=== Selected text ===
------

Digest

Arsenic and Old Books

Winter 2021
Courtesy, Winterthur Library, Printed Book and Periodical Collection

Composite image showing color variation of emerald green bookcloth on book spines, likely a result of air pollution.

In spring 2019, Dr. Melissa Tedone was working to restore an 1857 second edition of Rustic Adornments for Homes of Taste by James Shirley Hibberd in preparation for an exhibition at the Winterthur Museum, Garden and Library in Delaware. As the associate library conservator, she was surprised at how easily the book cloth flaked and began to wonder if it was made with a toxic pigment rather than a dye.

Sure enough, when her colleague Dr. Rosie Grayburn, a conservation scientist at Winterthur, ran tests on the book, it turned up an alarming amount of copper and arsenic. The chemical compound copper acetoarsenite, also known as “emerald green” pigment, was known to have been used in Victorian-era textiles, but had yet to be identified as something widely used in book cloth of the time period.

Courtesy, Winterthur Library, Printed Book and Periodical Collection

Tallis’ History and Description of the Crystal Palace (1852), bound in emerald green book cloth.

“I’m 100 percent sure that I’m not the first person to wonder if bright green book cloth was colored from emerald green,” Tedone said. “But I happened to be in the right place to have it tested.”

Thus began a journey for Tedone and Grayburn that has since been named the Poison Book Project. The duo has tested hundreds of books from the designated time period with the unique green color from their employer’s collection, as well as some books from other collections. They found nine “poisonous” books in Winterthur’s collection, and even made a trip to a local used bookstore and found one that tested positive for emerald green. They have since begun distributing color swatch bookmarks that can help people visually compare their “green” nineteenth-century books to the shades now known to be hazardous.

“We really have two goals with the project,” Tedone said. “One is to add to the body of knowledge about this period of bookbinding history—there is a gap in knowledge because nineteenth-century book cloth was a heavily guarded trade secret, so we don’t have a deep understanding of the way it was manufactured and which types of dyes and pigments were used.”

------

=== Excerpted data ===
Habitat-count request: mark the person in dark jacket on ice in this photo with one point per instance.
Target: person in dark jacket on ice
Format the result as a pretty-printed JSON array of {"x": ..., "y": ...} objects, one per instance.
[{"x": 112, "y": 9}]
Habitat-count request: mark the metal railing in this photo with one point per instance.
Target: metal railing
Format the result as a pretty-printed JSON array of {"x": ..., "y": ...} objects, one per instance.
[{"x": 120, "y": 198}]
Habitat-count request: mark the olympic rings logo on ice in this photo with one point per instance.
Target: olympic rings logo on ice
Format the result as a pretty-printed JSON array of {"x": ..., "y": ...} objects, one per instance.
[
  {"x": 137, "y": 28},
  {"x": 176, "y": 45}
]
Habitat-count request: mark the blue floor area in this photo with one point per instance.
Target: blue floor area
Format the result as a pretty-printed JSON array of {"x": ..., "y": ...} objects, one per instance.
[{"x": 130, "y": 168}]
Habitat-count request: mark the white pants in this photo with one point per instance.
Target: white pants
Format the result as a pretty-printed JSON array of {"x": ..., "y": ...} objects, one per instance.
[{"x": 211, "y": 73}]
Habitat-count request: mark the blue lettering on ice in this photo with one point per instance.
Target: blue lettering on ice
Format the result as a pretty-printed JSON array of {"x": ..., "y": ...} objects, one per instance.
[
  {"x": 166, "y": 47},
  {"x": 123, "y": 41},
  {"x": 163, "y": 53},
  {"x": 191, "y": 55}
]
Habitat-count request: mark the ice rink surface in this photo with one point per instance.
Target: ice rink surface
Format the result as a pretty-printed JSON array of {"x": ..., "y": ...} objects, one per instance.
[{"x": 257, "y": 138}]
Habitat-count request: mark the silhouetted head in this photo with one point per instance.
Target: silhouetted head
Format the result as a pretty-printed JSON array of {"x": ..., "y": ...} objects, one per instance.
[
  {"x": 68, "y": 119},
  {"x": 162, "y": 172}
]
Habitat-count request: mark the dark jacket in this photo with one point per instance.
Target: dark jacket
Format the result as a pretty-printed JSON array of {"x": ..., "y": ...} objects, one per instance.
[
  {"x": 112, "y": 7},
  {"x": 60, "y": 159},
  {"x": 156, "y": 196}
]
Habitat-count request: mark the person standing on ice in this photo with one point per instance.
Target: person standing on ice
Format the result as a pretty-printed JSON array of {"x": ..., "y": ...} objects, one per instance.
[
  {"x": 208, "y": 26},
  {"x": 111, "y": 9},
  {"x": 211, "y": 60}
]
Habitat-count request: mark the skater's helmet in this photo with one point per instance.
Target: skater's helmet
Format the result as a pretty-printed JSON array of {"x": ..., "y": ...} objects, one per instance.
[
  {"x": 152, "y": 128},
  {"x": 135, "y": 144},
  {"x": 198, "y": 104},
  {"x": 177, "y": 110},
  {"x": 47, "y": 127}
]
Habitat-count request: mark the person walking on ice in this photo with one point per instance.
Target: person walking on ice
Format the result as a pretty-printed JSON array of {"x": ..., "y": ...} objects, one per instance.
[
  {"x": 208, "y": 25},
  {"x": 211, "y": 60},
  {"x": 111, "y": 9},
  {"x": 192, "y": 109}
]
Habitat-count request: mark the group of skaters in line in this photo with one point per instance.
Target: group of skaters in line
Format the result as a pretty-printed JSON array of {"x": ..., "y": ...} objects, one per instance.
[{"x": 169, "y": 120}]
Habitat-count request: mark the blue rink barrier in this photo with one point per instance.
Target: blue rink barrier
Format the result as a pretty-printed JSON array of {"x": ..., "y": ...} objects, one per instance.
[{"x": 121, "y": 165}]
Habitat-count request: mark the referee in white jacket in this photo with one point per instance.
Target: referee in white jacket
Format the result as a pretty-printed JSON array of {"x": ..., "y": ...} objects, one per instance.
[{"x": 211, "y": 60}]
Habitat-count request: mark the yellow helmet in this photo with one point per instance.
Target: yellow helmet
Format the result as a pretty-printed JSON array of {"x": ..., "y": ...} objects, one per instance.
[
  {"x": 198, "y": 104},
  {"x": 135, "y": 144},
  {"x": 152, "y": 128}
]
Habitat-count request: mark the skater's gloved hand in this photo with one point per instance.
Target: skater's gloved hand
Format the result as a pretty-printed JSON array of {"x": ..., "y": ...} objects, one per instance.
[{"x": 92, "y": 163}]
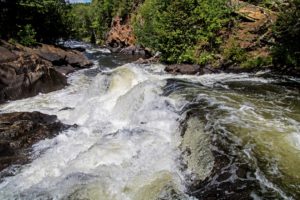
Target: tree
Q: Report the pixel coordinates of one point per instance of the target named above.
(287, 35)
(181, 29)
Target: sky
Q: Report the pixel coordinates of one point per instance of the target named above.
(80, 1)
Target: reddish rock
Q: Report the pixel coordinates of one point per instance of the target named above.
(120, 35)
(26, 72)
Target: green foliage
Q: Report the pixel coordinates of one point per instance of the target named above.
(49, 18)
(95, 19)
(287, 33)
(176, 27)
(235, 54)
(27, 36)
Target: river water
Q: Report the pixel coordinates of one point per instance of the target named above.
(145, 134)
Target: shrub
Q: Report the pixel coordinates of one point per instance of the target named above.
(287, 35)
(175, 27)
(26, 36)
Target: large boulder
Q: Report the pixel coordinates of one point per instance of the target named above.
(27, 76)
(58, 56)
(121, 34)
(26, 72)
(6, 55)
(19, 131)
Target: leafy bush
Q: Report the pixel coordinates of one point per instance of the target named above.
(235, 54)
(27, 35)
(176, 27)
(287, 35)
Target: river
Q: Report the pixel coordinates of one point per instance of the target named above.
(146, 134)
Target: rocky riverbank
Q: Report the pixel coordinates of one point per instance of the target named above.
(26, 72)
(19, 131)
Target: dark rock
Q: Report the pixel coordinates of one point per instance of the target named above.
(27, 76)
(135, 50)
(26, 72)
(60, 56)
(6, 55)
(183, 69)
(19, 131)
(65, 70)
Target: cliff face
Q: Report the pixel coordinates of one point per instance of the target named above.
(121, 34)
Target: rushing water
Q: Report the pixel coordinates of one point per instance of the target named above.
(145, 134)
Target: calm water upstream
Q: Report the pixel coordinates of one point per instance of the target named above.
(145, 134)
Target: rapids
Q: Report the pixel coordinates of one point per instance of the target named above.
(145, 134)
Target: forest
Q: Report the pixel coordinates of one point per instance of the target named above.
(184, 31)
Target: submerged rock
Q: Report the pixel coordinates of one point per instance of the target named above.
(20, 130)
(183, 69)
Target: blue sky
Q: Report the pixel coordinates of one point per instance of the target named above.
(80, 1)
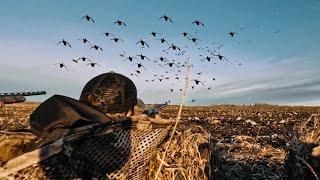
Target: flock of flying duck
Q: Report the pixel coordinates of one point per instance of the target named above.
(174, 67)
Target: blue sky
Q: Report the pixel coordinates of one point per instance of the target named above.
(277, 44)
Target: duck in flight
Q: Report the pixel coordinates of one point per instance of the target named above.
(232, 34)
(162, 40)
(139, 65)
(88, 18)
(154, 34)
(142, 57)
(92, 64)
(107, 34)
(85, 40)
(130, 58)
(61, 65)
(117, 39)
(174, 47)
(143, 43)
(198, 23)
(220, 57)
(166, 18)
(120, 23)
(96, 47)
(64, 42)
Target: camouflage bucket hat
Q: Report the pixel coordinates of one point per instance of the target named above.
(110, 93)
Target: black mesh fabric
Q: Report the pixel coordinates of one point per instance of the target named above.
(117, 152)
(110, 93)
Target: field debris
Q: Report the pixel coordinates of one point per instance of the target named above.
(303, 160)
(229, 148)
(187, 157)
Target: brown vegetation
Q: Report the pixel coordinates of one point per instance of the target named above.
(226, 142)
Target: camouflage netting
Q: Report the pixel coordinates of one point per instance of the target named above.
(120, 151)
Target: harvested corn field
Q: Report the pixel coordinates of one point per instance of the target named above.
(216, 142)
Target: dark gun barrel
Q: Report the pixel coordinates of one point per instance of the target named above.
(9, 98)
(151, 112)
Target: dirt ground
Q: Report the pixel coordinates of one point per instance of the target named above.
(247, 142)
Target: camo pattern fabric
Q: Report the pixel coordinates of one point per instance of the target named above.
(110, 153)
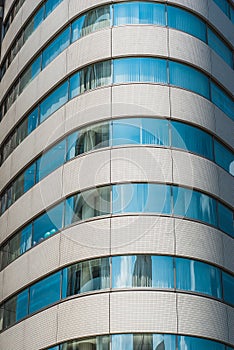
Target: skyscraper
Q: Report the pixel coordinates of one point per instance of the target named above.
(116, 176)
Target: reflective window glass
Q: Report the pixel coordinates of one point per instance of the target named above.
(141, 198)
(220, 47)
(137, 12)
(33, 70)
(226, 219)
(54, 101)
(192, 139)
(142, 271)
(45, 292)
(143, 341)
(192, 343)
(189, 78)
(198, 277)
(50, 6)
(195, 205)
(228, 288)
(51, 160)
(140, 70)
(224, 157)
(222, 100)
(186, 22)
(87, 276)
(59, 44)
(48, 224)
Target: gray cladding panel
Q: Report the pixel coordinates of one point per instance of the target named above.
(143, 311)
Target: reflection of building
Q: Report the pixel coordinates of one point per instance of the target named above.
(116, 175)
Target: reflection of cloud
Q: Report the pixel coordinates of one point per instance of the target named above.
(123, 279)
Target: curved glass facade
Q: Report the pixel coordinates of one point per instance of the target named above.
(119, 199)
(138, 131)
(125, 13)
(131, 271)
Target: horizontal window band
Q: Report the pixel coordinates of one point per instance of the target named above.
(118, 132)
(116, 272)
(101, 17)
(118, 71)
(118, 199)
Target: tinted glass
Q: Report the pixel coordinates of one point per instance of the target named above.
(224, 157)
(198, 277)
(226, 219)
(192, 139)
(45, 292)
(228, 288)
(140, 70)
(54, 101)
(51, 160)
(59, 44)
(186, 22)
(195, 205)
(137, 12)
(48, 224)
(189, 78)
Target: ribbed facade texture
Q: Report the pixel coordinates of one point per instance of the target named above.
(116, 175)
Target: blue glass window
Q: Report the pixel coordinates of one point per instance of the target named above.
(222, 100)
(48, 224)
(137, 12)
(224, 157)
(51, 160)
(140, 70)
(186, 22)
(45, 292)
(194, 205)
(192, 343)
(146, 198)
(54, 101)
(189, 78)
(228, 288)
(198, 277)
(59, 44)
(50, 6)
(220, 47)
(192, 139)
(226, 219)
(142, 271)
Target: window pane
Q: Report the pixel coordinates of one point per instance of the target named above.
(30, 74)
(228, 288)
(222, 100)
(54, 101)
(51, 160)
(87, 276)
(140, 70)
(141, 198)
(198, 277)
(59, 44)
(45, 292)
(48, 224)
(224, 157)
(186, 22)
(189, 78)
(192, 139)
(220, 47)
(190, 343)
(94, 20)
(50, 6)
(74, 87)
(139, 13)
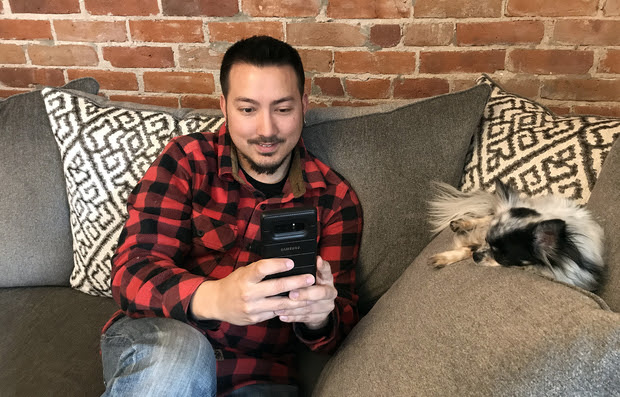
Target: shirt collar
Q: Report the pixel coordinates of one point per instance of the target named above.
(299, 177)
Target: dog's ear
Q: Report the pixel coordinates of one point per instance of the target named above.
(505, 193)
(548, 233)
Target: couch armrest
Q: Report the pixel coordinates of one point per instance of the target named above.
(470, 330)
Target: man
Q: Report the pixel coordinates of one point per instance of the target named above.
(196, 315)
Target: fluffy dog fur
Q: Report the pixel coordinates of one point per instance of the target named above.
(551, 234)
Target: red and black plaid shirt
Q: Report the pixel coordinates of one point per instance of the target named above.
(194, 217)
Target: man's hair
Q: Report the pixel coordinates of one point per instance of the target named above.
(261, 51)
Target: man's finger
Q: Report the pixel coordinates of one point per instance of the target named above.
(324, 270)
(266, 267)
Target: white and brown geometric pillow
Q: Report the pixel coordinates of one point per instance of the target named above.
(524, 144)
(105, 150)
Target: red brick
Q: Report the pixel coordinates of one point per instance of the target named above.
(209, 8)
(524, 85)
(167, 31)
(457, 8)
(509, 32)
(91, 31)
(157, 100)
(483, 61)
(428, 34)
(179, 82)
(19, 29)
(328, 86)
(587, 32)
(420, 88)
(63, 55)
(551, 8)
(139, 57)
(122, 7)
(30, 77)
(353, 103)
(325, 34)
(232, 31)
(108, 80)
(345, 9)
(380, 62)
(12, 53)
(200, 102)
(317, 60)
(599, 110)
(45, 6)
(368, 89)
(199, 58)
(278, 8)
(550, 61)
(612, 8)
(610, 63)
(385, 35)
(581, 89)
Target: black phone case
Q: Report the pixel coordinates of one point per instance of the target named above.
(290, 233)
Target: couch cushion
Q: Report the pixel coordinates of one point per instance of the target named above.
(605, 205)
(467, 330)
(390, 155)
(51, 342)
(524, 144)
(35, 232)
(106, 148)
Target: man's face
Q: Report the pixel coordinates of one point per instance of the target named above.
(264, 113)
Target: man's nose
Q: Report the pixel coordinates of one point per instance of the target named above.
(266, 125)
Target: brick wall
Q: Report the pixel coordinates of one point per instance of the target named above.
(356, 52)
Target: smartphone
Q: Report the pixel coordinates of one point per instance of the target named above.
(290, 233)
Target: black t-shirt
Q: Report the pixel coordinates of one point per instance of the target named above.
(268, 189)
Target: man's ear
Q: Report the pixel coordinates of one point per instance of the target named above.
(223, 106)
(304, 103)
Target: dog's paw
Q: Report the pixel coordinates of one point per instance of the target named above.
(462, 225)
(438, 261)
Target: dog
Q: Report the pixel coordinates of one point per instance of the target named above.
(550, 234)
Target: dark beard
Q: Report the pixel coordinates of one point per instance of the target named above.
(261, 169)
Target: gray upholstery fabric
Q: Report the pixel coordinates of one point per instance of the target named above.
(390, 156)
(605, 205)
(478, 331)
(50, 343)
(34, 214)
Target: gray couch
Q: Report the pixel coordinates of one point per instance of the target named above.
(463, 330)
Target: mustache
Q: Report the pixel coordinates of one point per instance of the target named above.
(265, 140)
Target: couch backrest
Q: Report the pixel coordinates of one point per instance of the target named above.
(35, 234)
(390, 155)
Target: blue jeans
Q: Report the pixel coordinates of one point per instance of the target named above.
(165, 357)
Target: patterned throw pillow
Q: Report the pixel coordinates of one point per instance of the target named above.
(523, 143)
(105, 150)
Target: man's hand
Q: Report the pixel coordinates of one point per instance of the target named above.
(242, 298)
(320, 300)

------

=== Actions to take ===
**1.** Copy the Arsenic and Old Books article word for word, from "Winter 2021" to "of air pollution.".
**2.** According to the Arsenic and Old Books article, how many poisonous books did Tedone and Grayburn find in Winterthur's collection?
**3.** Continue the Arsenic and Old Books article from its last paragraph onward.

=== Expected responses ===
**1.**
Winter 2021
Courtesy, Winterthur Library, Printed Book and Periodical Collection

Composite image showing color variation of emerald green bookcloth on book spines, likely a result of air pollution.

**2.** Nine

**3.**
The second goal, Tedone explained, is to raise awareness of the potentially harmful compounds in Victorian book cloth, and to educate collectors on proper handling protocols. Some steps handlers can take if they suspect books in their collection may contain lethal chemicals: wear nitrile gloves when handling the books, wash hands after handling the books (even if gloves were used), and handle the books on hard surfaces, such as a wooden table, and wipe down surfaces afterward.

“Arsenic can be dangerous if it seeps through the skin of your hands, but it’s especially harmful if it’s ingested orally,” Grayburn said. “We approached the University of Delaware’s soil testing lab because we wanted to put a number on just how toxic this book cloth was. What they found was that if someone were to ingest the volume that was tested, it would kill them several times over. While no one is trying to eat these books, it does give an indication of how much toxicity we’re dealing with.”

The scientists intended to consider a number of other distinct book cloth colors from the same era that might be potentially unsafe, but the pandemic brought that research to a halt. For now, they’re focused on helping the public understand which emerald-hued books are poisonous, one bookmark at a time.